• **WHAT TO PRODUCE**:
What are the lines from the one containing "Where can the black" through the end of the listing below? Return them exactly, and only them.

• **RECORDS FOR THIS EXERCISE**:
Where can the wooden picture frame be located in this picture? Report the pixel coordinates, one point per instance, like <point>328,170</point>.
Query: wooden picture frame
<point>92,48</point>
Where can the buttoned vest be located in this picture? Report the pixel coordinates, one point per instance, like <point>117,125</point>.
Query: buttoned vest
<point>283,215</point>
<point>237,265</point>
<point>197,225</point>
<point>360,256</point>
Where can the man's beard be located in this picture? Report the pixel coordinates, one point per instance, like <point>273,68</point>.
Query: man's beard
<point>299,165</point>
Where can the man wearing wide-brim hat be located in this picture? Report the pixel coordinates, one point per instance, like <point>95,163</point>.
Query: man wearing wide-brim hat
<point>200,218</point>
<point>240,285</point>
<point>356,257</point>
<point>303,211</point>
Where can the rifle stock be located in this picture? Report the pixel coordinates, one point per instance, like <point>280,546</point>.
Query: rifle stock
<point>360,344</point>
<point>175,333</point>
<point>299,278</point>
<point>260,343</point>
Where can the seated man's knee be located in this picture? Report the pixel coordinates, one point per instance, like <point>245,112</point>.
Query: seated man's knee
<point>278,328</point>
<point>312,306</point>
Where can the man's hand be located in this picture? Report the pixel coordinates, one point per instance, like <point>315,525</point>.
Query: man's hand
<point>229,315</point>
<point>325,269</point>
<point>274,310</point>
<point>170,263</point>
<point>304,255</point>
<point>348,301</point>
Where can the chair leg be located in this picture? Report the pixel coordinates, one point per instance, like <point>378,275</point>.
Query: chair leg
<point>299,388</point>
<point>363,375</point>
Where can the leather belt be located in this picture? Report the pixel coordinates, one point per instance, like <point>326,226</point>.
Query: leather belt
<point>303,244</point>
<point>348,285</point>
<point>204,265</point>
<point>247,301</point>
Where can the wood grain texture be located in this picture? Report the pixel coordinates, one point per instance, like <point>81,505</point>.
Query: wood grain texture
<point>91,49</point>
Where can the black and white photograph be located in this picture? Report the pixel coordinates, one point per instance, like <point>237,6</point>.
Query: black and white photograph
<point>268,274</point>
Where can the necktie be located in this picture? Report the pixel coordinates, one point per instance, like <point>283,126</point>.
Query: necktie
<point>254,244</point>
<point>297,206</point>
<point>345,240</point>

• **RESPONSE TO THIS TASK**:
Where can the black and white photograph be located in this picture? Report the pixel coordinates, one point per instance, like <point>237,6</point>.
Query: black and white photograph
<point>268,274</point>
Where can the necktie be located in this picture? Report the pixel coordinates, one point per instance, like <point>283,126</point>.
Query: necktie
<point>254,244</point>
<point>297,206</point>
<point>345,240</point>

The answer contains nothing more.